--- BEGIN TASK DATA ---

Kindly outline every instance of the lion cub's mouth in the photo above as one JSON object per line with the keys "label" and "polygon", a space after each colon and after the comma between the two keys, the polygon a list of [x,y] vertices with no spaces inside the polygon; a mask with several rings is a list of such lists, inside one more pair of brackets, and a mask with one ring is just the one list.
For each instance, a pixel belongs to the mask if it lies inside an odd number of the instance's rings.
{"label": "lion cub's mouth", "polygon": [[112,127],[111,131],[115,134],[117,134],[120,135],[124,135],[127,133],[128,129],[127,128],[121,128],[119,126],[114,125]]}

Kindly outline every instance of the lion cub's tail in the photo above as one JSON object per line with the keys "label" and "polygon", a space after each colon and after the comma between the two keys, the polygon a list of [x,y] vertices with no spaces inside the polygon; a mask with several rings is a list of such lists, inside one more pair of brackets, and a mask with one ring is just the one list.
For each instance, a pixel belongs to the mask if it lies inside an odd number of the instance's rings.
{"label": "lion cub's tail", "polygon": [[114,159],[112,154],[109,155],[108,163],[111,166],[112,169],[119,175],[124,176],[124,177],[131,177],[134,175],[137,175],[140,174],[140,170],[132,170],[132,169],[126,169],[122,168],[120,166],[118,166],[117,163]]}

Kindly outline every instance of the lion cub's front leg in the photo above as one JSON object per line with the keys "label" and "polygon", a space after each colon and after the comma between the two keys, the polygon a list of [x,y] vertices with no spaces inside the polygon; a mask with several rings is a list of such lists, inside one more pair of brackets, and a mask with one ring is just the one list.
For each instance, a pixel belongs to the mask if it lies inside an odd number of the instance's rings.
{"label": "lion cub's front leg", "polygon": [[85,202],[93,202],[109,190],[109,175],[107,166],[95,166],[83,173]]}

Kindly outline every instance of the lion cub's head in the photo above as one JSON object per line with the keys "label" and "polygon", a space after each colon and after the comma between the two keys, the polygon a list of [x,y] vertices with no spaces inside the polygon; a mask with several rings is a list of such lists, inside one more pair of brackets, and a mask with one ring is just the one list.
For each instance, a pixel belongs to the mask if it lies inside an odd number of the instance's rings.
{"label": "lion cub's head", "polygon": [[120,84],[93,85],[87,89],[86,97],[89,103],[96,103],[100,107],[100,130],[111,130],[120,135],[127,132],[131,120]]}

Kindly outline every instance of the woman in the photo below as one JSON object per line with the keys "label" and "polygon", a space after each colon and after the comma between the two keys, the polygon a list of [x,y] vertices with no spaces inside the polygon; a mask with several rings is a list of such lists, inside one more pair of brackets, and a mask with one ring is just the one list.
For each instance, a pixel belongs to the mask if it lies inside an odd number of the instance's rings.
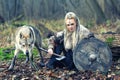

--- END TASK DATA ---

** WHAT IS ASKED **
Rewrite the lines above as a JSON list of strings, with one string for each line and no blank lines. Leave the pictures out.

** EXERCISE RESULT **
[
  "Kindly outline every instance of the lion cub's mouth in the photo above as one JSON object per line with the keys \"label\" and \"polygon\", a space after each colon and after the comma between the two keys, the polygon a list of [x,y] vertices with no spaces inside the polygon; a mask with several rings is a list of such lists, inside one more pair of brackets, and a mask with one ring is just the one list.",
  "For each instance, a pixel belongs to the mask if it lies inside an odd number of the instance's rings.",
  "{\"label\": \"lion cub's mouth\", \"polygon\": [[112,127],[111,131],[115,134],[117,134],[120,135],[124,135],[127,133],[128,129],[127,128],[121,128],[119,126],[114,125]]}",
  "Kindly outline every instance of the lion cub's tail in the photo above as one JSON object per line with the keys \"label\" and \"polygon\", a space after each colon and after the comma between the two keys, the polygon a list of [x,y] vertices with no spaces inside the polygon; a mask with several rings is a list of such lists, inside one more pair of brackets, and a mask with one ring is just the one list.",
  "For each instance, a pixel belongs to the mask if it lies inside an odd number of the instance's rings.",
  "{\"label\": \"lion cub's tail\", \"polygon\": [[114,159],[112,154],[109,155],[108,163],[111,166],[112,169],[119,175],[124,176],[124,177],[131,177],[134,175],[137,175],[140,174],[140,170],[132,170],[132,169],[126,169],[122,168],[120,166],[118,166],[117,163]]}",
  "Kindly outline every instance of the lion cub's front leg in the photo above as one JSON object per line with the keys \"label\" and \"polygon\", a space after each colon and after the comma between the two keys, the polygon a list of [x,y] vertices with no spaces inside the polygon; a mask with several rings is a list of such lists, inside one more pair of brackets, and a mask with one ring is just the one list.",
  "For each instance, a pixel belongs to the mask if it lies inside an odd number of the instance's rings.",
  "{\"label\": \"lion cub's front leg\", \"polygon\": [[85,202],[93,202],[109,190],[109,175],[107,166],[95,166],[83,173]]}",
  "Kindly outline every instance of the lion cub's head in the photo above as one JSON object per line with the keys \"label\" and \"polygon\", a space after each colon and after the comma between the two keys, the polygon a list of [x,y] vertices with no spaces inside the polygon; a mask with several rings is a list of such lists, inside one more pair of brackets, and a mask with one ring is just the one list.",
  "For each instance, a pixel belongs to the mask if it lies inside an odd number of the instance's rings.",
  "{\"label\": \"lion cub's head\", \"polygon\": [[120,84],[93,85],[87,89],[86,97],[89,103],[96,103],[100,107],[100,130],[111,130],[120,135],[127,132],[131,120]]}",
  "Kindly outline every instance of the woman in the photo below as one JSON object per line with the keys \"label\" and \"polygon\", a space after each colon and after the comma between the two keys, the polygon a list of [x,y] vertices with no spaces inside the polygon; a mask with several rings is a list of such lists, inside one more pair of brackets, and a mask with one ring is just the one list.",
  "For each instance, a pixel belongs to the mask if it lies inside an odd number of the instance's rings."
]